- **TEXT SEGMENT**

=== Section Start ===

WiseFT: Robust fine-tuning of zero-shot models

Large pretrained models like CLIP give great zero shot performance, and even better finetuned performances on datasets. However, this leads to reduction in robustness to distribution shifts and catastrophic forgetting. WiseFT ¹ deals with this problem, by ensembling the weights of zero shot model and finetuned model. This could be used in continual learning.

Steering CLIP’s vision transformer with sparse autoencoders

CVPR Workshop on Mechanistic Interpratibility for Vision Paper from MILA: Joseph, Suresh, Richards et al

Context: Foundation models often compress information about multiple different things to a single neuron weight (polysemantic), making these not very interpretable. In language models with transformers, sparse autoenoders (SAEs) have helped to make language models based on transformers interpretable, by learning using internal activations of transformer layers. Since only a few features are allowed to activate at once, it is forced to learn disentangled features making the vectors interpretable.

=== Section End ===

- **ACTIVITY**
Set down, word for word, the passage of the CLIP notes between "Large pretrained models" and "in continual learning.", inclusive.

- **RECORD SET**
=== Section Start ===

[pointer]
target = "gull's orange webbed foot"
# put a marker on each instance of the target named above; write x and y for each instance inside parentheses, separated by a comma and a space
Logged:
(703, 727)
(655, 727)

=== Section End ===

- **FINISHED EXERCISE**
Large pretrained models like CLIP give great zero shot performance, and even better finetuned performances on datasets. However, this leads to reduction in robustness to distribution shifts and catastrophic forgetting. WiseFT ¹ deals with this problem, by ensembling the weights of zero shot model and finetuned model. This could be used in continual learning.